# Is a brow band necessary?



## Emma2003 (Jan 9, 2014)

I've seen western bridles that have brow bands, no brow bands, a loop over one ear, and a loop over each ear. I was looking at mine the other day and it seemed like I could take the brow band off and it wouldn't affect the safety or effectiveness of the bridle at all. Is it just for aesthetics or does it have a purpose?


----------



## tinyliny (Oct 31, 2009)

good question. the thing that some Western bridles get rid of , that I never would, is the throat latch. when they use the one ear, they often get rid of the throat latch. that piece is there to keep the horse from being able to rub the bridle off too easily. or , in the case of mounted warfare, for someone to rip the bridle off your horse.


----------



## faye (Oct 13, 2010)

The browband keeps the bridle from slipping backwards and yanking the horses back teeth out it also holds all the various straps together so headpiece, noseband, slip head (on a double bridle) and throatlash (on some bridle designs the throatlash is separate)
The ear loops also stop the bridle slipping backwards on western bridles and you don't have all the various other straps in western so no need for the browband there!
_Posted via Mobile Device_


----------



## bsms (Dec 31, 2010)

An ear loop helps stabilize the headstall. It is OK to use a headstall without a throatlatch with a curb bit, because the curb bit tightens the headstall at the poll - not a lot, but a little - when pulled. When you pull on a snaffle, it loosens the headstall at the poll, and the headstall can come off the horse if there is no throatlatch. Been there, did that once, don't plan on a repeat.

But even when using a curb bit, I wouldn't try it without anything there to stabilize the headstall. It really is not fun to have the headstall come off an excited horse while riding...

________

= WHAT TO WORK ON =
a. Answer these questions about the brow band thread:
(i) When some Western bridles use the one ear, which piece do they often get rid of?
(ii) What stops the bridle from slipping backwards on western bridles?
(iii) What does pulling on a snaffle do to the headstall at the poll?
b. Reproduce the stretch of the brow band thread from "## tinyliny (Oct" through "off your horse.".
c. Resume the brow band thread from the point where it stops.

________

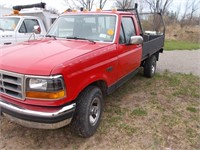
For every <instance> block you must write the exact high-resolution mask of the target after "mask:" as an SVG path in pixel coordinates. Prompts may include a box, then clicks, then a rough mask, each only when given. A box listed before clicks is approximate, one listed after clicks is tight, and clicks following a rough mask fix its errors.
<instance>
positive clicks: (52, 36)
mask: <svg viewBox="0 0 200 150" xmlns="http://www.w3.org/2000/svg"><path fill="white" fill-rule="evenodd" d="M46 37H52V38H54V40H57V39H56V36H55V35H49V34H47V35H46Z"/></svg>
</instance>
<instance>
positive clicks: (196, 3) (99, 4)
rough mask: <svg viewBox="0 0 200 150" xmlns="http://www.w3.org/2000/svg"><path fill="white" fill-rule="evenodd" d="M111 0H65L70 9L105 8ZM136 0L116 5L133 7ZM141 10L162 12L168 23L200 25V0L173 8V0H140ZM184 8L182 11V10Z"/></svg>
mask: <svg viewBox="0 0 200 150" xmlns="http://www.w3.org/2000/svg"><path fill="white" fill-rule="evenodd" d="M108 1H109V0H65V2H66V5H67V6H68V7H69V9H77V8H80V7H82V8H83V9H87V10H89V11H90V10H92V8H93V7H94V5H95V6H96V7H97V8H100V9H103V8H104V6H105V5H106V3H107V2H108ZM135 2H136V0H116V1H115V2H114V3H115V6H116V7H117V8H119V9H128V8H133V7H134V4H135ZM137 2H138V3H139V10H138V11H139V12H140V13H141V12H145V11H146V10H147V9H148V11H149V10H150V11H151V12H161V13H162V14H163V15H164V17H165V22H166V23H167V24H171V23H179V24H180V25H181V27H183V26H185V25H199V23H200V14H199V13H198V12H199V9H200V0H186V2H185V3H184V4H182V3H181V1H180V5H178V6H177V7H176V8H173V10H172V7H173V6H172V2H173V0H138V1H137ZM181 10H182V11H181Z"/></svg>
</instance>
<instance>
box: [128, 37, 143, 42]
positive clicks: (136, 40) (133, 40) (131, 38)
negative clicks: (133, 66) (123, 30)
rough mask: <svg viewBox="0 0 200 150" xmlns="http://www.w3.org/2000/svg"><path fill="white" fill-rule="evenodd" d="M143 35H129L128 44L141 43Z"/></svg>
mask: <svg viewBox="0 0 200 150" xmlns="http://www.w3.org/2000/svg"><path fill="white" fill-rule="evenodd" d="M142 43H143V37H142V36H131V39H130V44H142Z"/></svg>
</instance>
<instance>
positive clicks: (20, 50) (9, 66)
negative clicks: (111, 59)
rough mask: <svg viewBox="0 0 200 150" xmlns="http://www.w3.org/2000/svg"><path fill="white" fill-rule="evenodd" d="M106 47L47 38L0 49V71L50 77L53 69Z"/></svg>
mask: <svg viewBox="0 0 200 150" xmlns="http://www.w3.org/2000/svg"><path fill="white" fill-rule="evenodd" d="M106 45H108V44H106V43H95V44H94V43H92V42H89V41H79V40H65V39H62V40H61V39H59V40H54V39H50V38H48V39H43V40H35V41H29V42H23V43H20V44H16V45H11V46H4V47H2V48H1V49H0V70H7V71H12V72H16V73H21V74H29V75H50V73H51V71H52V70H53V68H54V67H56V66H58V65H60V64H62V63H64V62H67V61H70V60H72V59H75V58H77V57H79V56H81V55H84V54H86V53H88V52H90V51H93V50H95V49H99V48H102V47H104V46H106Z"/></svg>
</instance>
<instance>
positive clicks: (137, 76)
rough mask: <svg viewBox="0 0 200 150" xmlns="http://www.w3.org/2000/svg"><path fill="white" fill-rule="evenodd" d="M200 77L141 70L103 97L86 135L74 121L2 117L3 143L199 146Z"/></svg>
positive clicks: (86, 147) (179, 146) (69, 145)
mask: <svg viewBox="0 0 200 150" xmlns="http://www.w3.org/2000/svg"><path fill="white" fill-rule="evenodd" d="M199 86H200V78H199V77H196V76H193V75H181V74H171V73H169V72H165V73H164V74H157V75H156V76H155V77H154V78H153V79H147V78H144V77H143V76H142V75H141V74H139V75H137V76H136V77H135V78H133V79H132V80H131V81H130V82H129V83H127V84H125V85H124V86H122V87H121V88H120V89H118V90H117V91H116V92H114V93H113V94H112V95H110V96H108V97H107V98H106V99H105V110H104V114H103V119H102V122H101V124H100V128H99V129H98V131H97V133H96V134H95V135H94V136H92V137H91V138H88V139H83V138H80V137H77V136H76V135H74V134H73V133H72V132H71V130H70V127H64V128H61V129H58V130H38V129H29V128H25V127H22V126H20V125H17V124H15V123H11V122H9V121H8V120H6V119H5V118H1V125H0V128H1V134H0V149H1V150H3V149H7V150H8V149H9V150H10V149H20V150H21V149H81V150H82V149H87V150H88V149H137V150H139V149H166V150H167V149H168V150H171V149H190V150H192V149H198V148H200V142H199V139H200V124H199V121H200V120H199V113H200V111H199V110H200V108H199V106H200V105H199V104H200V103H199V98H200V91H199Z"/></svg>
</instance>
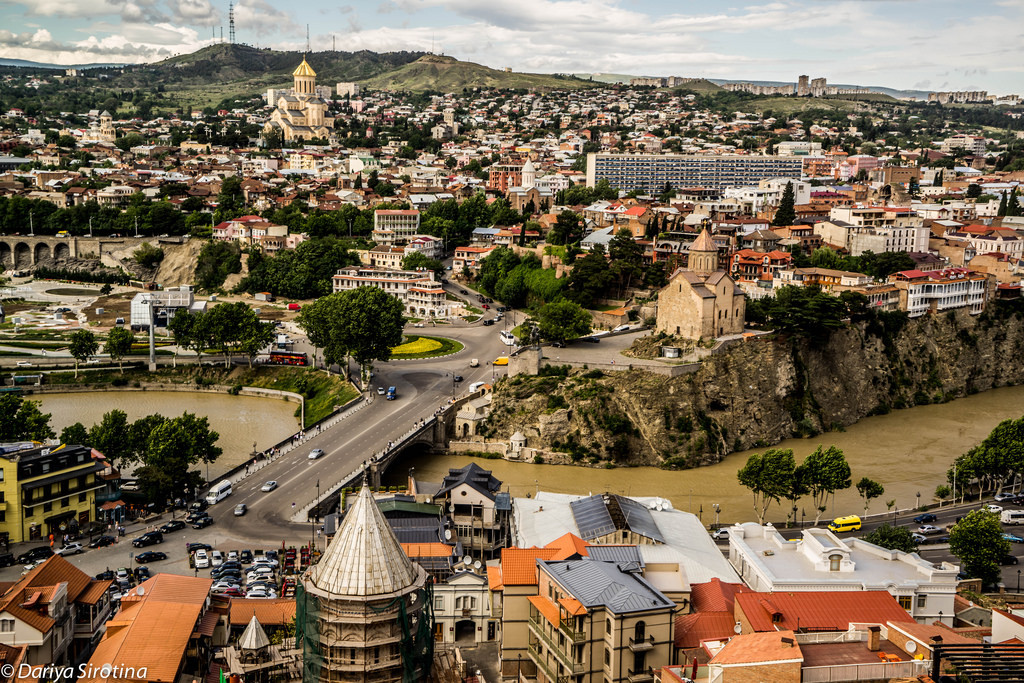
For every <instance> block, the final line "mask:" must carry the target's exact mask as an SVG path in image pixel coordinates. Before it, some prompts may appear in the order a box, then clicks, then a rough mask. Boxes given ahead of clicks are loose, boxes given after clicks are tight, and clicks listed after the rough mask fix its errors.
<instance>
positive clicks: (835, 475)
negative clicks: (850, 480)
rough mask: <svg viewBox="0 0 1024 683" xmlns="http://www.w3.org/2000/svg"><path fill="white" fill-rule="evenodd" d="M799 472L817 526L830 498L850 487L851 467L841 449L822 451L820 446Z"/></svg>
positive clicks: (814, 520)
mask: <svg viewBox="0 0 1024 683" xmlns="http://www.w3.org/2000/svg"><path fill="white" fill-rule="evenodd" d="M799 470H800V473H799V476H800V479H801V481H803V482H804V485H805V486H807V493H809V494H810V495H811V500H812V501H813V504H814V525H815V526H817V525H818V520H819V519H820V518H821V513H822V512H824V511H825V503H826V502H827V500H828V496H830V495H833V494H835V493H836V492H837V490H842V489H844V488H849V487H850V484H851V482H850V465H849V463H847V462H846V456H845V455H843V452H842V451H841V450H840V449H838V447H836V446H835V445H830V446H828V447H827V449H822V446H820V445H819V446H818V447H817V449H815V451H814V453H812V454H811V455H809V456H807V458H806V459H804V462H803V463H801V464H800V468H799Z"/></svg>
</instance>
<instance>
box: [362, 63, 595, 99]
mask: <svg viewBox="0 0 1024 683" xmlns="http://www.w3.org/2000/svg"><path fill="white" fill-rule="evenodd" d="M362 85H364V86H365V87H367V88H376V89H380V90H411V91H422V90H438V91H441V92H456V91H460V90H462V89H463V88H541V89H556V88H587V87H594V86H595V84H594V83H592V82H590V81H584V80H581V79H578V78H572V77H568V76H553V75H549V74H520V73H517V72H505V71H498V70H497V69H489V68H488V67H484V66H482V65H478V63H473V62H472V61H460V60H458V59H456V58H455V57H447V56H442V55H438V54H426V55H424V56H422V57H420V58H419V59H417V60H416V61H413V62H411V63H407V65H403V66H400V67H398V68H396V69H394V70H393V71H391V72H388V73H386V74H380V75H378V76H373V77H370V78H367V79H365V80H364V81H362Z"/></svg>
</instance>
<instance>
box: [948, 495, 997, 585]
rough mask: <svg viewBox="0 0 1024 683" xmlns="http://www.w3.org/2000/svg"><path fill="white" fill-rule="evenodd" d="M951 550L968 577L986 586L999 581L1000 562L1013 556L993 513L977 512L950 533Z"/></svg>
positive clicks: (949, 539)
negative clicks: (985, 584) (1004, 538)
mask: <svg viewBox="0 0 1024 683" xmlns="http://www.w3.org/2000/svg"><path fill="white" fill-rule="evenodd" d="M949 550H950V551H951V552H952V554H953V555H956V557H958V558H959V559H961V562H962V564H963V565H964V567H963V568H964V569H965V570H966V571H967V572H968V575H970V577H974V578H977V579H981V580H982V581H983V582H985V583H986V584H994V583H996V582H998V580H999V561H1000V560H1001V559H1002V557H1004V556H1005V555H1008V554H1009V553H1010V542H1009V541H1007V540H1006V539H1004V538H1002V526H1001V525H1000V524H999V518H998V516H997V515H996V514H995V513H994V512H986V511H984V510H974V511H972V512H971V513H969V514H968V515H967V516H966V517H964V518H963V519H961V520H959V521H958V522H956V524H955V525H954V526H953V528H952V530H950V531H949Z"/></svg>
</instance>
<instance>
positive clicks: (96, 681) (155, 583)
mask: <svg viewBox="0 0 1024 683" xmlns="http://www.w3.org/2000/svg"><path fill="white" fill-rule="evenodd" d="M212 585H213V581H212V580H210V579H194V578H191V577H179V575H177V574H171V573H158V574H157V575H155V577H154V578H153V579H150V580H148V581H146V582H144V583H142V584H141V587H142V588H143V589H144V590H143V591H142V594H141V595H139V594H137V593H135V594H132V595H129V596H125V599H123V600H122V601H121V609H120V610H119V611H118V613H117V614H115V616H114V618H112V620H111V621H110V622H108V624H106V633H105V634H104V635H103V639H102V640H100V641H99V644H98V645H96V649H95V651H94V652H93V653H92V656H91V657H90V658H89V664H90V665H92V666H93V667H94V669H93V671H95V672H96V676H94V677H91V678H89V677H84V678H81V679H79V681H80V683H108V682H106V681H105V680H104V679H101V678H99V672H100V671H101V667H102V666H103V665H105V664H110V665H113V666H117V667H124V668H128V667H133V668H135V669H136V670H141V669H143V668H144V669H145V671H146V681H148V682H150V683H175V681H176V680H177V677H178V673H179V670H180V668H181V663H182V660H183V659H184V656H185V651H186V648H187V646H188V641H189V639H190V638H191V636H193V633H194V632H195V631H196V630H197V629H198V628H199V626H200V617H201V615H202V614H203V609H204V607H205V606H206V601H207V598H208V597H209V592H210V586H212Z"/></svg>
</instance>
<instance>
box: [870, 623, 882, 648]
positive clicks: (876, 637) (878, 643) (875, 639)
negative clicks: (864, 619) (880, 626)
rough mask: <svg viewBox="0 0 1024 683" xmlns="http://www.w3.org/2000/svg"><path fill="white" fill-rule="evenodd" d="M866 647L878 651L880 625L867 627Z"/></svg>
mask: <svg viewBox="0 0 1024 683" xmlns="http://www.w3.org/2000/svg"><path fill="white" fill-rule="evenodd" d="M867 649H868V650H870V651H871V652H878V651H879V650H881V649H882V627H880V626H869V627H867Z"/></svg>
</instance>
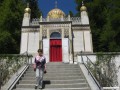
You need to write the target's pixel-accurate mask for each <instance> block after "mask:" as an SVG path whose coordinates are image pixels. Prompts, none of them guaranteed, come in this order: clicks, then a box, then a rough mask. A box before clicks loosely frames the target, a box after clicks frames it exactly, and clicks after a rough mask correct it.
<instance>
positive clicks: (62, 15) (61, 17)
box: [48, 8, 65, 18]
mask: <svg viewBox="0 0 120 90" xmlns="http://www.w3.org/2000/svg"><path fill="white" fill-rule="evenodd" d="M48 16H49V18H62V17H64V16H65V13H64V12H63V11H62V10H60V9H58V8H55V9H52V10H51V11H50V12H49V13H48Z"/></svg>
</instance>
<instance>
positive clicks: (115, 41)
mask: <svg viewBox="0 0 120 90" xmlns="http://www.w3.org/2000/svg"><path fill="white" fill-rule="evenodd" d="M75 2H76V3H77V7H76V10H77V11H78V13H77V14H76V16H79V15H80V14H79V13H80V7H81V2H82V0H75ZM84 3H85V6H86V7H87V10H88V15H89V19H90V26H91V30H92V36H93V47H94V51H95V52H98V51H104V52H109V51H110V52H112V51H114V52H119V51H120V39H119V36H120V4H119V3H120V1H119V0H84Z"/></svg>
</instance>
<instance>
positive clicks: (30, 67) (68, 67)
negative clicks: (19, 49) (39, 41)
mask: <svg viewBox="0 0 120 90" xmlns="http://www.w3.org/2000/svg"><path fill="white" fill-rule="evenodd" d="M28 70H33V67H30V68H29V69H28ZM46 70H80V69H79V68H78V67H75V68H71V67H70V68H69V67H59V68H58V67H46Z"/></svg>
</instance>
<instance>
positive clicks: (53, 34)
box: [50, 32, 61, 38]
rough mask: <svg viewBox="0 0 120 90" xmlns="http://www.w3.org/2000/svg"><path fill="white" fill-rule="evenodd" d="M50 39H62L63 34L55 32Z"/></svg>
mask: <svg viewBox="0 0 120 90" xmlns="http://www.w3.org/2000/svg"><path fill="white" fill-rule="evenodd" d="M50 38H61V34H60V33H59V32H53V33H52V34H51V35H50Z"/></svg>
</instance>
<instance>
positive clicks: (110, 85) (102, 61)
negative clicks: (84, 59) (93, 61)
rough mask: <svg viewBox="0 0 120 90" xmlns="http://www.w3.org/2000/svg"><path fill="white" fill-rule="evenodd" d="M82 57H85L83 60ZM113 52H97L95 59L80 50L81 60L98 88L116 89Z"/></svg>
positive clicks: (109, 89) (114, 64) (104, 89)
mask: <svg viewBox="0 0 120 90" xmlns="http://www.w3.org/2000/svg"><path fill="white" fill-rule="evenodd" d="M84 58H86V59H85V60H84ZM114 58H115V54H97V60H96V61H95V62H92V60H91V59H90V58H89V57H88V56H87V55H85V54H83V53H82V52H81V60H82V63H83V64H84V66H85V67H86V68H87V70H88V74H90V75H91V77H92V78H93V80H94V81H95V83H96V84H97V86H98V87H99V89H100V90H105V89H107V90H108V89H109V90H118V89H119V87H117V86H118V81H117V71H118V70H117V68H116V65H115V60H114Z"/></svg>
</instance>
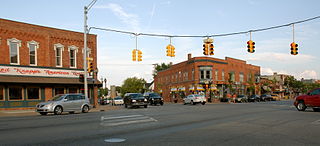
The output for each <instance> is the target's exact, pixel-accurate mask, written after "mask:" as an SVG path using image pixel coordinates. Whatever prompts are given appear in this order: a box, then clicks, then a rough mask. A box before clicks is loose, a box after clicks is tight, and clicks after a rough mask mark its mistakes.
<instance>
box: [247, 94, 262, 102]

________

= TASK-BY-TASK ANSWERS =
a.
(i) The throat latch.
(ii) The ear loops.
(iii) It loosens the headstall at the poll.

b.
## tinyliny (Oct 31, 2009)

good question. the thing that some Western bridles get rid of , that I never would, is the throat latch. when they use the one ear, they often get rid of the throat latch. that piece is there to keep the horse from being able to rub the bridle off too easily. or , in the case of mounted warfare, for someone to rip the bridle off your horse.

c.
----------



## Emma2003 (Jan 9, 2014)

Thanks for the info everyone. It makes a lot more sense to me now.


----------



## shandasue (Nov 22, 2011)

Iv used a bridle without a brow band or throat latch for years and never had one problem out of it. It's a nylon bridle and stays right where it should.
just my experience
_Posted via Mobile Device_


----------



## MN Tigerstripes (Feb 20, 2009)

My gelding had a one-eared headstall for several years. Until he learned one day that he could shake his head vigorously and it would come off... 

I bought a new headstall.


----------



## DuckDodgers (May 28, 2013)

I'll ride without a browband, but I won't ride in a bridle without a throatlatch. I've ridden in both English and western bridles without a browband, and never had any problems with things staying in place. A well-fitted bit and bridle shouldn't slide back too much without a browband, but I guess I could see it being a concern in some situations. However, I would never want to be without a throatlatch and in a situation where the horse could remove his bridle by simply rubbing his head. 

That said, I'm also not fond of the no browband/throatlatch or one eared look. Just doesn't do it for me!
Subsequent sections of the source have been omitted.